Copy the data below line for line, reproducing every character without change.
::: EXERCISE DATA :::
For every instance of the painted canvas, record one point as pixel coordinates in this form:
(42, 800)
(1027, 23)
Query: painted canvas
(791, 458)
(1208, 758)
:::
> _EXERCISE RESULT_:
For every instance of the painted canvas, record one point as pixel coordinates in this form:
(42, 800)
(1027, 23)
Query: painted canvas
(791, 458)
(1208, 758)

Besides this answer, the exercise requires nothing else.